**TASK OBJECTIVE:**
Format the data from its first line through the line containing "98 L 88 103" as a Markdown table with the columns Row and Entry. Give the row number under Row and the line under Entry, and omit blank lines.

--- begin SUPPLIED RECORDS ---

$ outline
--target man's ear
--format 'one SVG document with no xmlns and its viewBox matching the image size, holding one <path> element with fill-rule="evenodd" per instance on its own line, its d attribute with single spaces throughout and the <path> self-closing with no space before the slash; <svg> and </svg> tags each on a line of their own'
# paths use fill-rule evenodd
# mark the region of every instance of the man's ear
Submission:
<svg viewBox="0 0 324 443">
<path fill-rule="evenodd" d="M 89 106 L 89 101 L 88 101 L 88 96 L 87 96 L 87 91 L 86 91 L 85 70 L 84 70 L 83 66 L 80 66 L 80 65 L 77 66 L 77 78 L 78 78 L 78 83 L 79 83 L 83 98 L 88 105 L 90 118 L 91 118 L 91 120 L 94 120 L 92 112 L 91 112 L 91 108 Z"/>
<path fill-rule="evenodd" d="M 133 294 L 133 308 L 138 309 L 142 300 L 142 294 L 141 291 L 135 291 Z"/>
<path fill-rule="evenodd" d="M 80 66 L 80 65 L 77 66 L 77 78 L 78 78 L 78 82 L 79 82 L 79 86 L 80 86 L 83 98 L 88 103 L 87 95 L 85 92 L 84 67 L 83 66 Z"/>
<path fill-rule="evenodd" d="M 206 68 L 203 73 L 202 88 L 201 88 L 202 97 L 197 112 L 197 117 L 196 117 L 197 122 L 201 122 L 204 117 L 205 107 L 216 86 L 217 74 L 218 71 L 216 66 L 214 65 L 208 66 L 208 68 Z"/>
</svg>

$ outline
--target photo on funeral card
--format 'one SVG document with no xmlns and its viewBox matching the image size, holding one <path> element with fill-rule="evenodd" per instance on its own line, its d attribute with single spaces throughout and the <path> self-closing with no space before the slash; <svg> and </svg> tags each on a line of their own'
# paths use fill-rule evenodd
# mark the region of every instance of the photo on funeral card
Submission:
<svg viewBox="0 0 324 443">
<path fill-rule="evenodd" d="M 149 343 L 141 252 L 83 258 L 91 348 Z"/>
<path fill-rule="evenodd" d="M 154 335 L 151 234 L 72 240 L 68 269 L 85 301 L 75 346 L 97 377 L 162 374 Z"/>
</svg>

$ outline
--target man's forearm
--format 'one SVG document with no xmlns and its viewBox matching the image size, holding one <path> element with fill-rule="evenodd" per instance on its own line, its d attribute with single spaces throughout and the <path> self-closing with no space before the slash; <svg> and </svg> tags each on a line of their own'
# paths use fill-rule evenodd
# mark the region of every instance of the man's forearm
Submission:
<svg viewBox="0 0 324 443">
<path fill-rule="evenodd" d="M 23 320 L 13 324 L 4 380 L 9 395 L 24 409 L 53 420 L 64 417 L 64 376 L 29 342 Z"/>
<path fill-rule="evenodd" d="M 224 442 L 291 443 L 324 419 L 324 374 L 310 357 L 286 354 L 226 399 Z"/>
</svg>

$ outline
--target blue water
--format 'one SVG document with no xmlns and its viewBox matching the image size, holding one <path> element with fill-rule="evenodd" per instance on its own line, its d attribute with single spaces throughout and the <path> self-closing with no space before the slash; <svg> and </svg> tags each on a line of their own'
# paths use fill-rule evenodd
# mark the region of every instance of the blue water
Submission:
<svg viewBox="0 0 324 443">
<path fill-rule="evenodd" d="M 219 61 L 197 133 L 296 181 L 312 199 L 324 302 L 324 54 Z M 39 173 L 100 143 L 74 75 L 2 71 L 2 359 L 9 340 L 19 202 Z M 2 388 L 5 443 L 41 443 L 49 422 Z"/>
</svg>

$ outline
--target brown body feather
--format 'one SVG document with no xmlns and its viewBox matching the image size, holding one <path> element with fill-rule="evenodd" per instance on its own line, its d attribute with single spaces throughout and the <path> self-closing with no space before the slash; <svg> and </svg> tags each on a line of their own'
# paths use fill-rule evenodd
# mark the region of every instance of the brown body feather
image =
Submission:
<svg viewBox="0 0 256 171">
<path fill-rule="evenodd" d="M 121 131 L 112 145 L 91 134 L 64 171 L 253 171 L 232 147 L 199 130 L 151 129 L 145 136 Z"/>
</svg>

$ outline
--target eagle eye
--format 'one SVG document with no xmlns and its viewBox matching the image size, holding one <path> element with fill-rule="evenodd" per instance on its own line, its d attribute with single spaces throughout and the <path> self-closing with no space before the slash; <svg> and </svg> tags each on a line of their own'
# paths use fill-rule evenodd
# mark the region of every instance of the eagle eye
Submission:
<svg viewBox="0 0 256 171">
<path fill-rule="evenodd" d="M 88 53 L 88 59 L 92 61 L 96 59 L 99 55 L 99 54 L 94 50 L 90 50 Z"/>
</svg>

--- end SUPPLIED RECORDS ---

**ANSWER BELOW:**
| Row | Entry |
|---|---|
| 1 | $ outline |
| 2 | --target man's ear |
| 3 | --format 'one SVG document with no xmlns and its viewBox matching the image size, holding one <path> element with fill-rule="evenodd" per instance on its own line, its d attribute with single spaces throughout and the <path> self-closing with no space before the slash; <svg> and </svg> tags each on a line of their own' |
| 4 | # paths use fill-rule evenodd |
| 5 | # mark the region of every instance of the man's ear |
| 6 | Submission: |
| 7 | <svg viewBox="0 0 324 443"> |
| 8 | <path fill-rule="evenodd" d="M 89 106 L 89 101 L 88 101 L 88 96 L 87 96 L 87 91 L 86 91 L 85 70 L 84 70 L 83 66 L 80 66 L 80 65 L 77 66 L 77 78 L 78 78 L 78 83 L 79 83 L 83 98 L 88 105 L 90 118 L 91 118 L 91 120 L 94 120 L 92 112 L 91 112 L 91 108 Z"/> |
| 9 | <path fill-rule="evenodd" d="M 133 294 L 133 308 L 138 309 L 142 300 L 142 294 L 141 291 L 135 291 Z"/> |
| 10 | <path fill-rule="evenodd" d="M 80 66 L 80 65 L 77 66 L 77 78 L 78 78 L 78 82 L 79 82 L 79 86 L 80 86 L 83 98 L 88 103 L 87 95 L 85 92 L 84 67 L 83 66 Z"/> |